> [Problem description]
In your copy, reproduce each entry exactly and include no picture.

[Records excerpted from a collection]
■ ■ ■ ■

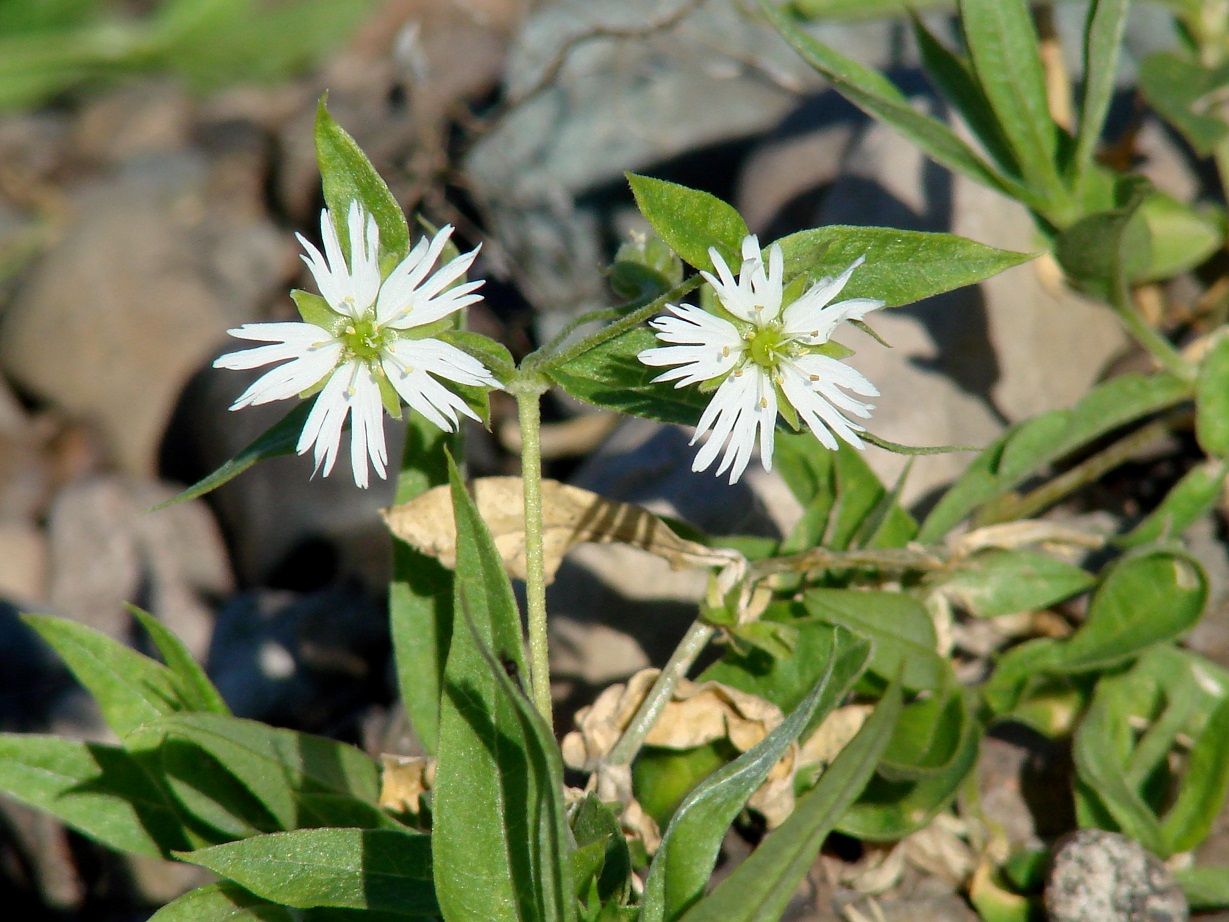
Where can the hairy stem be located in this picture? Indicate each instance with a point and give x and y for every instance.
(530, 414)
(628, 745)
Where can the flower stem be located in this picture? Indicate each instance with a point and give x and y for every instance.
(628, 745)
(530, 416)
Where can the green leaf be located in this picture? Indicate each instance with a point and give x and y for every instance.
(420, 591)
(691, 221)
(1180, 236)
(224, 901)
(498, 827)
(785, 681)
(901, 630)
(193, 686)
(1184, 92)
(348, 176)
(363, 869)
(1143, 599)
(1212, 401)
(241, 777)
(132, 690)
(1001, 582)
(879, 97)
(762, 885)
(1007, 59)
(1206, 888)
(1103, 39)
(101, 791)
(892, 805)
(1103, 252)
(690, 846)
(279, 439)
(1189, 500)
(1026, 448)
(953, 78)
(1205, 786)
(611, 376)
(594, 823)
(901, 266)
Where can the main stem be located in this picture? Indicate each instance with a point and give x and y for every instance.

■ ■ ■ ■

> [Answer section]
Where can the hairy stem be located in this picture? Indicate each instance with a point and give x and y for every instance.
(530, 414)
(628, 745)
Where can the flower stem be located in this picture? Indicate each instance with a point and give x and y for every instance.
(628, 745)
(530, 416)
Where can the green leaf be located in this picture? Indicate each instance with a point and give x and y for every instance.
(420, 591)
(691, 221)
(1180, 236)
(224, 901)
(498, 827)
(785, 681)
(901, 630)
(193, 686)
(1184, 92)
(348, 176)
(363, 869)
(1143, 599)
(1212, 401)
(241, 777)
(132, 690)
(1001, 582)
(879, 97)
(762, 885)
(1007, 59)
(1206, 888)
(1103, 39)
(101, 791)
(892, 805)
(1103, 252)
(690, 846)
(279, 439)
(1189, 500)
(1026, 448)
(953, 78)
(1205, 786)
(611, 376)
(594, 823)
(901, 266)
Where can the main stem be located in this picture? Indicate each instance with a point and give x and y for every instance.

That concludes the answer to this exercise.